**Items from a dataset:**
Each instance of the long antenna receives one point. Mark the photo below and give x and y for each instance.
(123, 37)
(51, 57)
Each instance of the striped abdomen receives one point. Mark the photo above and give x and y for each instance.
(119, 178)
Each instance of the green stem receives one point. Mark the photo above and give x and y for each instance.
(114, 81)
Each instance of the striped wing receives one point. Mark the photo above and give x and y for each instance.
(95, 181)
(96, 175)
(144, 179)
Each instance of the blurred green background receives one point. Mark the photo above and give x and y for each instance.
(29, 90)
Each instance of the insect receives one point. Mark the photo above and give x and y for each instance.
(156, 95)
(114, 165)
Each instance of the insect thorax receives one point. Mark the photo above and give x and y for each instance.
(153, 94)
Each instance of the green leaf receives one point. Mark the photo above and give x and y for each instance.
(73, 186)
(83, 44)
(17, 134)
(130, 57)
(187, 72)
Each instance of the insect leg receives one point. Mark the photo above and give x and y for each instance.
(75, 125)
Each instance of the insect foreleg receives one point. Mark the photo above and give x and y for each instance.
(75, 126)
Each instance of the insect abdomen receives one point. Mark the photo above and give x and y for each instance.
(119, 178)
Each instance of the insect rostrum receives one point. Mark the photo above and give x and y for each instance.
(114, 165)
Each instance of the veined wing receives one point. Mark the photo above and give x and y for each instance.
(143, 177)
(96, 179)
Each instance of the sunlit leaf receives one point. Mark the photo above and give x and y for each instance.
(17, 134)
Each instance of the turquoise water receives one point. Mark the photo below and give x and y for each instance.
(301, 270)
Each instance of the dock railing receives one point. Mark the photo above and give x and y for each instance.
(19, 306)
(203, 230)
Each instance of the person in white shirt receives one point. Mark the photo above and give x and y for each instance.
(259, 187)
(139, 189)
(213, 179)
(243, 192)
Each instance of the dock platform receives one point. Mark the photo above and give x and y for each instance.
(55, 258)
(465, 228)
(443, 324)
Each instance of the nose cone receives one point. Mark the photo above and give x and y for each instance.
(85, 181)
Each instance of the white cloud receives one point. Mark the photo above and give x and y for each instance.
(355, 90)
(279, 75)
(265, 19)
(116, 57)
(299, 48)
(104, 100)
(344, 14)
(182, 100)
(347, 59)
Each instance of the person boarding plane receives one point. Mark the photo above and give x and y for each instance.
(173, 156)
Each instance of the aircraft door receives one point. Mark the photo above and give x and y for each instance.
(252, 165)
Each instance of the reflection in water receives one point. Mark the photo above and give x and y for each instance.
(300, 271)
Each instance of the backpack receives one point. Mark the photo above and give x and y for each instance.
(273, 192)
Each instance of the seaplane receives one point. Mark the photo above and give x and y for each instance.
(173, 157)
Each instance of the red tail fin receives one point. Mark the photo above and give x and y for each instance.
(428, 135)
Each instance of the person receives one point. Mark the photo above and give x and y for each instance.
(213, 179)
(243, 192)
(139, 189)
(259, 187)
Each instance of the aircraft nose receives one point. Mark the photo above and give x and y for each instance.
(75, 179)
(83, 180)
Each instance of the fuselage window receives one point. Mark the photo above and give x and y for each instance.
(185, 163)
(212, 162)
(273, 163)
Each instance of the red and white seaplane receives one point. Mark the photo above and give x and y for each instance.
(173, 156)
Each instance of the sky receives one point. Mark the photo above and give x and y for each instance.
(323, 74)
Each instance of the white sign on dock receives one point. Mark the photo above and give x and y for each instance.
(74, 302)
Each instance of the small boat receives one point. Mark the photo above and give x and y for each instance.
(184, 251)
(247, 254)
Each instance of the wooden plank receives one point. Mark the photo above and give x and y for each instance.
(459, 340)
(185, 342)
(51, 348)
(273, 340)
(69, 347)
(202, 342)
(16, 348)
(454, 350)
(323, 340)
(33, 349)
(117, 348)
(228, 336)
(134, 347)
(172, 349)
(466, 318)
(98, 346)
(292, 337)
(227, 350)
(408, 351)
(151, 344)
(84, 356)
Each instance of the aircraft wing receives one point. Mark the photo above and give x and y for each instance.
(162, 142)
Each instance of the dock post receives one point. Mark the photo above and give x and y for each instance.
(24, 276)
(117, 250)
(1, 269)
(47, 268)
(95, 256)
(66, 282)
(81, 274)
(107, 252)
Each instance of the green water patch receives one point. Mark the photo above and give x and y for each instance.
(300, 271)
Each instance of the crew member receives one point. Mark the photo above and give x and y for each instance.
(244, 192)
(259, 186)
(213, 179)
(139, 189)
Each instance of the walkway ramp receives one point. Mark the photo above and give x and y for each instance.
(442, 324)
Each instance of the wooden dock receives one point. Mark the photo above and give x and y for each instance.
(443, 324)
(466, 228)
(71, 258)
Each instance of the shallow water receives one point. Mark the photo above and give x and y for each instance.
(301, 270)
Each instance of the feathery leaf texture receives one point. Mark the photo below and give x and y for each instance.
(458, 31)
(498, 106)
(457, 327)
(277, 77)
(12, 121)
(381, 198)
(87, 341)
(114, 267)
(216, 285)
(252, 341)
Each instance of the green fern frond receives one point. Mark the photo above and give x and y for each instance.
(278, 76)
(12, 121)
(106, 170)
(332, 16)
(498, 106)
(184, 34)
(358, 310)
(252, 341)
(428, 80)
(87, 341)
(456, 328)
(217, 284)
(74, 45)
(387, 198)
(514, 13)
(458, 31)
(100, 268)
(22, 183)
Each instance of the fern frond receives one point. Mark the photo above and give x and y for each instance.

**Exercise prompt:** Write out all of the data above line for line, changing nothing.

**In response:**
Each instance of the long antenna receives one point. Mark the photo below and give x and y for each instance.
(123, 37)
(51, 57)
Each instance of the striped abdomen receives one point. Mark the photo above and give x and y for each instance.
(119, 178)
Each instance of the green stem receives one point. Mark the photo above and give x and y for each instance.
(114, 81)
Each instance of the striped wing receives one point. Mark the photo above and give x and y for each instance.
(95, 181)
(96, 175)
(144, 179)
Each instance of the blurred green background receives one point. Mark the photo above and give x and y for each instance.
(29, 90)
Each instance of the insect receives one point. Mark the photo above and give x and y for each instance.
(156, 95)
(114, 165)
Each instance of the insect thorax receives one point. Mark the photo above and give x and y for each instance.
(153, 94)
Each instance of the green leaf receives one point. Mark the photo above and give x and y for each instance.
(73, 186)
(83, 44)
(17, 134)
(130, 57)
(187, 72)
Each instance of the insect leg receives one point. Mark the photo above and give x and y for each instance.
(75, 125)
Each instance of the insect foreleg receives one point. Mark the photo above and give x and y for each instance.
(75, 126)
Each instance of the insect abdomen receives one point. Mark the photo above and give x and y for each instance.
(119, 178)
Each instance of the insect rostrum receives one point. Mark the photo above and give x and y for each instance.
(114, 165)
Each instance of the veined wing receives one point. Mark the photo above and give x and y for each instance.
(143, 177)
(96, 179)
Each instance of the sunlit leaf receives one point. Mark the photo above and give x and y for each instance.
(17, 134)
Each instance of the turquoise water receives one point. Mark the photo below and give x and y for each instance.
(301, 270)
Each instance of the dock railing receives one point. Mark the photo above and give x and y for each instance.
(19, 306)
(203, 230)
Each instance of the person in white shirt receives one point. Mark the photo above and give x and y for each instance.
(259, 187)
(139, 189)
(213, 179)
(243, 192)
Each instance of the dock platform receives one point. Mark the photo above and give x and y for each instance.
(55, 258)
(465, 228)
(443, 324)
Each instance of the nose cone receives one point. Mark the photo above and give x and y for each instance.
(85, 181)
Each instance of the white cloud receives one point. Mark the photo above and give x and y for each instance.
(355, 90)
(279, 75)
(265, 19)
(116, 57)
(299, 48)
(104, 100)
(344, 14)
(182, 100)
(347, 59)
Each instance of the person boarding plane receives one point. Mark the photo above and give x and y for each instance.
(173, 156)
Each instance of the aircraft door receives one point. Mark the photo above and give x and y for each instance.
(252, 165)
Each instance of the reflection in water receives one point. Mark the photo above and give x and y for each instance.
(300, 271)
Each instance of the backpack receives one point. Mark the photo above and give x and y for each instance.
(273, 192)
Each instance of the seaplane receives one point. Mark the photo above and give x and y for each instance.
(173, 157)
Each instance of the red tail fin receives one point. Mark the photo above and give x and y for each instance.
(428, 135)
Each instance of the person receives one point. Mark the photo above and give x and y for each instance.
(213, 179)
(243, 192)
(139, 189)
(259, 187)
Each instance of the aircraft nose receives one point. Mark the photo above and give x and y for each instance.
(75, 179)
(83, 180)
Each instance of the fuselage window receives one point. Mark the photo above and give x and y for each instance.
(185, 163)
(212, 162)
(273, 163)
Each instance of the red and white seaplane receives one point. Mark the photo above and give x and y for each instance.
(173, 156)
Each instance of the sky receives one point. Mark the photo above and give x and y for each instance.
(323, 74)
Each instance of the white sign on dock receives one point. Mark the photo above and give x and y for each instance.
(74, 302)
Each instance of the small boat receives one point. Mark the photo above and give x and y for each instance.
(184, 251)
(247, 254)
Each instance of the wooden plank receives one point. Mark the photo above and give x and y for each instance.
(459, 340)
(185, 342)
(51, 348)
(273, 340)
(69, 347)
(202, 342)
(16, 348)
(454, 350)
(323, 340)
(33, 349)
(117, 348)
(228, 336)
(134, 347)
(172, 349)
(466, 318)
(98, 346)
(292, 337)
(227, 350)
(408, 351)
(151, 344)
(84, 356)
Each instance of the aircraft wing receives one point. Mark the photo above and give x and y for each instance.
(162, 142)
Each instance of the dock post receives one point. Mark the photo above and give x and y for each instance.
(24, 276)
(117, 250)
(1, 269)
(47, 268)
(95, 256)
(66, 282)
(81, 274)
(107, 252)
Each instance of the green water patch receives one point. Mark the photo above and give x and y for each instance.
(300, 271)
Each instance of the crew member receives one point. Mark the photo above and give x and y for each instance.
(244, 192)
(259, 186)
(213, 179)
(139, 189)
Each instance of the walkway ramp receives one point. Mark the photo above and give x and y for each instance.
(442, 324)
Each instance of the wooden dock receives one point. Mark the photo above and give x and y for each instance.
(443, 324)
(466, 228)
(71, 258)
Each instance of the shallow water receives one point. Mark the photo above and give x and y for each instance.
(301, 270)
Each instance of the feathery leaf texture receives one point. Mark the photo below and give x and y for each instance.
(458, 31)
(498, 106)
(457, 327)
(277, 77)
(12, 121)
(381, 198)
(87, 341)
(114, 267)
(216, 285)
(252, 341)
Each instance of the green fern frond receives one point. Mark the photo above and give x and y for each instance.
(278, 76)
(12, 121)
(106, 170)
(332, 16)
(498, 106)
(184, 34)
(358, 310)
(252, 341)
(428, 80)
(87, 341)
(456, 328)
(217, 284)
(74, 45)
(387, 198)
(514, 13)
(458, 31)
(100, 268)
(22, 183)
Each instance of the fern frond receives one point. Mark the photo above and give x and y for each instance.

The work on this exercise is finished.